Only the lines from the one containing "the woman's eye" to the end of the records should be given again, word for word and in full.

──────── DATA FOR THIS EXERCISE

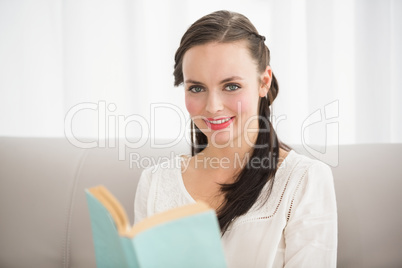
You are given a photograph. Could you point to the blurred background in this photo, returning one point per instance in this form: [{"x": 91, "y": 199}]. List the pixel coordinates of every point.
[{"x": 103, "y": 69}]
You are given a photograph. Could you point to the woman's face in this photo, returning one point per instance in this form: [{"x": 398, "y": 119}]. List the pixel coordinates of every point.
[{"x": 223, "y": 88}]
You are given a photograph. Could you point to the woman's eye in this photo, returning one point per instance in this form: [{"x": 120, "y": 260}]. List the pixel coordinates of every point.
[
  {"x": 232, "y": 87},
  {"x": 195, "y": 89}
]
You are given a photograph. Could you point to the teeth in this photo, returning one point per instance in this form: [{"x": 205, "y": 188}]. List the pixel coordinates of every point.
[{"x": 219, "y": 121}]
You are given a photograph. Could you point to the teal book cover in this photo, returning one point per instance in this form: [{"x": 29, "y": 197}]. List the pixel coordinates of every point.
[{"x": 187, "y": 236}]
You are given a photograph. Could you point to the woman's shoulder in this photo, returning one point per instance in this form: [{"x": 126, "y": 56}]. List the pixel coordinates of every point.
[{"x": 299, "y": 165}]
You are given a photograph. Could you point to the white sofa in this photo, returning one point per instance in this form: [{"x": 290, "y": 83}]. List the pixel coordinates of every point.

────────────────

(RESPONSE TO THE EXERCISE)
You are given a photograph. Could you point to the woman's eye in this photo, returning one point per instance in this form: [{"x": 120, "y": 260}]. List the pixel coordinates of every point.
[
  {"x": 232, "y": 87},
  {"x": 195, "y": 89}
]
You are given a photograph. Could you point to the teeth in this photo, returning one point per instance in this form: [{"x": 205, "y": 188}]. List the pixel coordinates of every point.
[{"x": 219, "y": 121}]
You are given a photograph. Could you point to the teal book cover in this photo, returning one point per instance in this form: [{"x": 29, "y": 197}]. List the pixel coordinates of every point.
[{"x": 187, "y": 236}]
You are given a photograph. Could you point to the woman's shoulder in this photo, returning one point per instance in this form: [{"x": 126, "y": 56}]. List the pixel coordinates of every point.
[{"x": 299, "y": 165}]
You are given a photograph. Could you point to the white sofa in this photo, returning one point per instance in this form: [{"x": 290, "y": 83}]. List the pixel coordinates of every point.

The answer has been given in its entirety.